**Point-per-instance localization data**

--

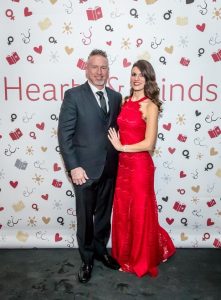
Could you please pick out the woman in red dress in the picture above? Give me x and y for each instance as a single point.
(139, 244)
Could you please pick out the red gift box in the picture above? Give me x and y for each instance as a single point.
(182, 138)
(184, 61)
(179, 207)
(81, 64)
(211, 203)
(16, 134)
(217, 243)
(13, 58)
(216, 55)
(56, 183)
(94, 14)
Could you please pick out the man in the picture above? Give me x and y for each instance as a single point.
(90, 159)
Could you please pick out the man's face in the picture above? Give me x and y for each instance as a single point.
(97, 71)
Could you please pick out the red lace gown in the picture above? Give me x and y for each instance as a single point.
(139, 244)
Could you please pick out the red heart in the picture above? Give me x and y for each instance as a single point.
(13, 183)
(45, 197)
(209, 222)
(171, 150)
(27, 12)
(38, 49)
(56, 167)
(57, 237)
(40, 125)
(169, 221)
(167, 126)
(201, 27)
(182, 174)
(126, 63)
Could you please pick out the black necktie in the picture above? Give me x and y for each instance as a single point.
(102, 101)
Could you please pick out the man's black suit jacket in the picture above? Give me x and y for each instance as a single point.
(83, 129)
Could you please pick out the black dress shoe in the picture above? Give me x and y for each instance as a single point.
(109, 262)
(84, 273)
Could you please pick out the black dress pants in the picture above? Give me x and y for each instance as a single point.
(94, 201)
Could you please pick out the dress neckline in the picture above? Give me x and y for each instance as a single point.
(137, 101)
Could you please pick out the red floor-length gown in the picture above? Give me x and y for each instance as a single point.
(139, 244)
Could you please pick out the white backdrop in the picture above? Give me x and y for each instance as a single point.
(44, 46)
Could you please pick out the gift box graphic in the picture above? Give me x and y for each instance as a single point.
(81, 64)
(16, 134)
(13, 58)
(214, 132)
(216, 55)
(94, 14)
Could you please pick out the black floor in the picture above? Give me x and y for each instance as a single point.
(44, 274)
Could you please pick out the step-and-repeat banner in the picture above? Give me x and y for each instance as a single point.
(44, 48)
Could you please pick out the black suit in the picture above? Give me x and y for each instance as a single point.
(82, 134)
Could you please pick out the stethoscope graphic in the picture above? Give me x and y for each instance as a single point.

--

Your output must match the records word for word, apart from the images, which are left out.

Could you please pick out the woman in red dress in the picture above? Give me x and y for each instance as a single point.
(139, 244)
Could you please pick out the red gift box in the picture above? Give me x and y for each instance as a single point.
(182, 138)
(184, 61)
(179, 207)
(81, 64)
(211, 203)
(16, 134)
(217, 243)
(13, 58)
(216, 55)
(56, 183)
(94, 14)
Could you please pick out the man in the picture above? Give me x and y for each instance as a single point.
(90, 159)
Could you please pick out the man's face in the picture above? Give me x and y for each instance as a single point.
(97, 71)
Could you please pick out the red lace gown in the picture above? Give me x and y for each instance as a single point.
(139, 244)
Could you please pick out the red heart in the picture above? Give me x and y for each instance as a single point.
(13, 183)
(45, 197)
(209, 222)
(171, 150)
(27, 12)
(38, 49)
(56, 167)
(57, 237)
(40, 125)
(169, 221)
(167, 126)
(201, 27)
(182, 174)
(126, 63)
Could you please pick out the black necktie in the picture above? Give me x and y for each instance as a single point.
(102, 101)
Could you please pick out the man's black suit jacket in the picture above? Give me x and y for each instance as a single point.
(83, 129)
Could you please pick out the black dress shoe in the picture above? Give me x and y for each instance as a single point.
(109, 262)
(84, 273)
Could you please pick out the black dress pants in the picture above? Give me x and y for each instance as a single point.
(94, 201)
Could you please pick out the dress neckline in the picture above? Give me x and y for each instance as a single point.
(137, 101)
Could you please pick out the red floor-length gown in the picture above? Give me x and y for each instance as a single point.
(139, 244)
Could you please pick out the white backdrop in the picture above? Give me x and y for each instance as a single point.
(44, 46)
Could you please pick out the gift box graphic in the picture above? Give me x and y for each instance as a single point.
(81, 64)
(16, 134)
(13, 58)
(214, 132)
(216, 55)
(94, 14)
Could you please pick out the black floor in the picture above? Give me x and y for each instance as a single point.
(44, 274)
Could you please pick out the step-and-repeat banner in the picture above? Give me x and y for each instance as a single point.
(44, 48)
Could you please pick out the black suit in the picture above? Give me x and y for each instance as a single point.
(82, 134)
Could you please pick out the stethoscope graphic in the picture above? Give me x and y for each instance as a single point.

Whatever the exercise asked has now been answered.